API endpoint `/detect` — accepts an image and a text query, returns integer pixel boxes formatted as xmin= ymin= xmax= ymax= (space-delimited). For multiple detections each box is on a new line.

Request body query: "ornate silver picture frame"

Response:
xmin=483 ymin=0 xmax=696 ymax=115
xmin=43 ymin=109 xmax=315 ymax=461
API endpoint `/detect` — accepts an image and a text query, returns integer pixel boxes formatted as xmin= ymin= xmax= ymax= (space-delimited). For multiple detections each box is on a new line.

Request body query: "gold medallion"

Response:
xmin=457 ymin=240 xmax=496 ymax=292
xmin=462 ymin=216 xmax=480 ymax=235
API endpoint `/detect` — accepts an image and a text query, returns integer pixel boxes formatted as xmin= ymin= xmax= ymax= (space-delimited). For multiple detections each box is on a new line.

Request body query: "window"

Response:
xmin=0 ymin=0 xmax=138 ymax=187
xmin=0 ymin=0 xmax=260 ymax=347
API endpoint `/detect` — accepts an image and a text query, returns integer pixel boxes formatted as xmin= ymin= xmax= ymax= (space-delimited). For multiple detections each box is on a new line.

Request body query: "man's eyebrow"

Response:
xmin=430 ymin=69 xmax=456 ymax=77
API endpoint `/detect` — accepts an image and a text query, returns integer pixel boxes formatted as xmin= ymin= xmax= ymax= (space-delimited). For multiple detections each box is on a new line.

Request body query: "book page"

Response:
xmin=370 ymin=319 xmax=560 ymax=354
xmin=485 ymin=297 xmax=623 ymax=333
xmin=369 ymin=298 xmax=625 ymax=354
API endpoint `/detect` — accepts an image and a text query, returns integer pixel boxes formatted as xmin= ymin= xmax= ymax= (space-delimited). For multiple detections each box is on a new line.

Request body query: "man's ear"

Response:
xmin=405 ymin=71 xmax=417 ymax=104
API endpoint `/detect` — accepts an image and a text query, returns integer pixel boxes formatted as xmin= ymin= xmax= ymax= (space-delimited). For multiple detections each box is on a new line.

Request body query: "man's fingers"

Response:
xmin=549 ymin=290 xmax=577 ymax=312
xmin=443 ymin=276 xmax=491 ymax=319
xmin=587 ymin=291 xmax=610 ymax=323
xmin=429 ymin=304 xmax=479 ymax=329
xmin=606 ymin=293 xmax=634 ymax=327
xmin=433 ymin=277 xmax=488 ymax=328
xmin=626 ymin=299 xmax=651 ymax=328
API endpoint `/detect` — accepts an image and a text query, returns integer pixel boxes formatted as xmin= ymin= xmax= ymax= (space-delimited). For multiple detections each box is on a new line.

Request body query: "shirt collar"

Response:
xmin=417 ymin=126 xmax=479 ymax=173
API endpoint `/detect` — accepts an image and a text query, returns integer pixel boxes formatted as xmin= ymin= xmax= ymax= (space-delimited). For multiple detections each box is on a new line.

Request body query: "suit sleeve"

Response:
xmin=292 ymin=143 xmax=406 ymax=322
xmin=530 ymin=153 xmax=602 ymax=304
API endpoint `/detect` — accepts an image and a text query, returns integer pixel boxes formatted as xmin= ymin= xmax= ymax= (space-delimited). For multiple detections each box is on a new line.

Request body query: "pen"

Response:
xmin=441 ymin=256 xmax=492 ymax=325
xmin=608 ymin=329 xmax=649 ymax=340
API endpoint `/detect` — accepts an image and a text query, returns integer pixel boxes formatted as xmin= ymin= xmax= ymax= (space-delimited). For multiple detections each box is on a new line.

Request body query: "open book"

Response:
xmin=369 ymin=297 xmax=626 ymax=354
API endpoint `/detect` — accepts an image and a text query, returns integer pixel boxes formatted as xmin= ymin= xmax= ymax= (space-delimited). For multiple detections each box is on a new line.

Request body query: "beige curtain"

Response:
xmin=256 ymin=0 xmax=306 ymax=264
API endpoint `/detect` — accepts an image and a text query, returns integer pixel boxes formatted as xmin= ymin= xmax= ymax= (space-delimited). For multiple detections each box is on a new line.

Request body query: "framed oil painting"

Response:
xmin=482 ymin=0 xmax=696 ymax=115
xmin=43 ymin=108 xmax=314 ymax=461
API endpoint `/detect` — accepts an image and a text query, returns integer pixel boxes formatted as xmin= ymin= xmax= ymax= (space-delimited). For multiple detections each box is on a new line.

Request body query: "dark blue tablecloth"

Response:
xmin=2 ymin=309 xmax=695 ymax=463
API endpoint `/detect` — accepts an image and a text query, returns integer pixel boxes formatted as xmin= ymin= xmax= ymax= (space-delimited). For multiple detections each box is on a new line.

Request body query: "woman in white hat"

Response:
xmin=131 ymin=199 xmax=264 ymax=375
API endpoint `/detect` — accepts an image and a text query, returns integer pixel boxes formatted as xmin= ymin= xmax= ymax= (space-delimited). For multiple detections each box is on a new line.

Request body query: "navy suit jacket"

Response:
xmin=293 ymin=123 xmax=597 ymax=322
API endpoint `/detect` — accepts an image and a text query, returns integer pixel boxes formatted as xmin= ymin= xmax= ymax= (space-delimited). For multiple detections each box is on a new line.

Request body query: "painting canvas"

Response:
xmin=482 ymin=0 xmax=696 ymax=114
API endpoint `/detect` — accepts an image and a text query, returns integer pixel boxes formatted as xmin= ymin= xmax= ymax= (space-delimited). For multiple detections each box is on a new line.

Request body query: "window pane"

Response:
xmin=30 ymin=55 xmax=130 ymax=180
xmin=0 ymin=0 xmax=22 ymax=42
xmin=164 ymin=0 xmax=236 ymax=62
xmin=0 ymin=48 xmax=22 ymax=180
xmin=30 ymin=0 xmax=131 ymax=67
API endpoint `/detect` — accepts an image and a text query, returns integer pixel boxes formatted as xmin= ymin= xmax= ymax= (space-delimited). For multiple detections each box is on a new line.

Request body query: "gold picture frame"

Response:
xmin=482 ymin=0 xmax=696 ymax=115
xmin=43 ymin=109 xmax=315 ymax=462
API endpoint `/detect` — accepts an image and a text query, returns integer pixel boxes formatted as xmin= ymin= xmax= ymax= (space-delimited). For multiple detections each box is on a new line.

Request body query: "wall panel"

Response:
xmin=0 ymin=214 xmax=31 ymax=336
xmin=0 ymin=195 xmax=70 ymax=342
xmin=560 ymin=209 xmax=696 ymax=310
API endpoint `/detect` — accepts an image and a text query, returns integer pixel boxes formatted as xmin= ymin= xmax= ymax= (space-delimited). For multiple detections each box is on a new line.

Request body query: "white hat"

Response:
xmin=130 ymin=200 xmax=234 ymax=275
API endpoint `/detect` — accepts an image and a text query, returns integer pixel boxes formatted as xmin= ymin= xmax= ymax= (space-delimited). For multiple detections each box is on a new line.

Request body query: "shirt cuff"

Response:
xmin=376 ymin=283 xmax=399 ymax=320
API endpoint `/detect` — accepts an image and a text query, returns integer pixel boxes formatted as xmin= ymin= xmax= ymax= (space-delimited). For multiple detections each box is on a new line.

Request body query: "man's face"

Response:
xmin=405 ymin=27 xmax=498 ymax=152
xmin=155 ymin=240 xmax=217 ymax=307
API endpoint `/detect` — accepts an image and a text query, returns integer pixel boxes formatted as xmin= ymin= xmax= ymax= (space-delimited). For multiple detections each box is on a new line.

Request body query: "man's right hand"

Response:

* _AIM OF THE EXERCISE_: Return each full line of the entries that contains the word "painting".

* _RESULT_:
Request body query: "framed oil painting"
Request body query: "painting canvas"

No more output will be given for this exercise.